THE REQUEST: Retype all of the listing exactly, passing over any picture you find.

Object point labels:
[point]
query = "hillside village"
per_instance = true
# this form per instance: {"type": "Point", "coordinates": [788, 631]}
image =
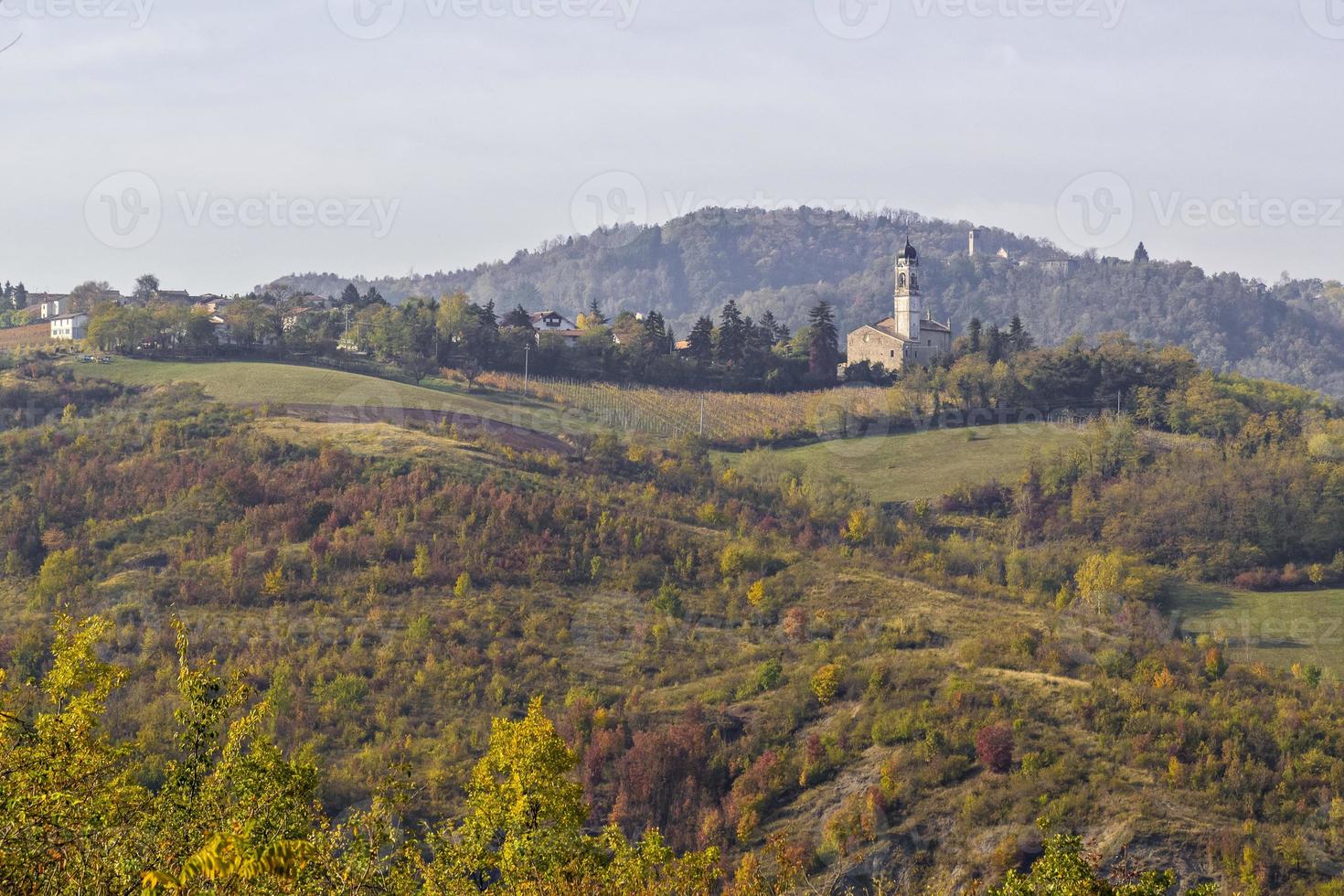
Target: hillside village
{"type": "Point", "coordinates": [422, 334]}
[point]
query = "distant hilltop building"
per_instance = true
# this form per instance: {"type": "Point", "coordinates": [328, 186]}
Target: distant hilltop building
{"type": "Point", "coordinates": [910, 336]}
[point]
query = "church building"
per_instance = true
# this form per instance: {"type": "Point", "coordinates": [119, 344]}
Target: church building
{"type": "Point", "coordinates": [912, 336]}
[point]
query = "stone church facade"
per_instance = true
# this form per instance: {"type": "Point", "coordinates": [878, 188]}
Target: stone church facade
{"type": "Point", "coordinates": [910, 336]}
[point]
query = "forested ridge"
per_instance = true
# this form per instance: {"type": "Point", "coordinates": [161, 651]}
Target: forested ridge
{"type": "Point", "coordinates": [784, 680]}
{"type": "Point", "coordinates": [785, 262]}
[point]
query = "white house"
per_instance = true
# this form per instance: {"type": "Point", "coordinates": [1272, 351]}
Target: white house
{"type": "Point", "coordinates": [70, 326]}
{"type": "Point", "coordinates": [549, 321]}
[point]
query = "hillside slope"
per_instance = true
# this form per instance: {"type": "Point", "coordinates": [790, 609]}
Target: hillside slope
{"type": "Point", "coordinates": [785, 261]}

FINAL RESULT:
[point]
query = "hillside village"
per_instance = true
# this form per instance: {"type": "Point", "coordinates": [788, 631]}
image =
Target: hillside village
{"type": "Point", "coordinates": [422, 334]}
[point]
query = "distant hilltop building"
per_instance = true
# this form per instance: {"type": "Point", "coordinates": [328, 186]}
Target: distant hilltop building
{"type": "Point", "coordinates": [910, 336]}
[point]
query = "church building"
per_instance = true
# this form per instance: {"type": "Point", "coordinates": [119, 344]}
Target: church building
{"type": "Point", "coordinates": [912, 336]}
[point]
query = "stone church facade"
per_instance = true
# this form per instance: {"type": "Point", "coordinates": [878, 188]}
Target: stone church facade
{"type": "Point", "coordinates": [910, 336]}
[point]
query = "forested ridge"
per_instance = true
# this form per instance: {"type": "Point", "coordinates": [161, 651]}
Target: forested ridge
{"type": "Point", "coordinates": [784, 680]}
{"type": "Point", "coordinates": [785, 262]}
[point]
query = "white house"
per_instance = true
# this form per instance: {"type": "Point", "coordinates": [1272, 351]}
Target: white house
{"type": "Point", "coordinates": [70, 326]}
{"type": "Point", "coordinates": [549, 321]}
[point]
query = "hillside slope"
per_instance = true
# this form per instance: {"type": "Point", "coordinates": [790, 609]}
Target: hillside slope
{"type": "Point", "coordinates": [785, 261]}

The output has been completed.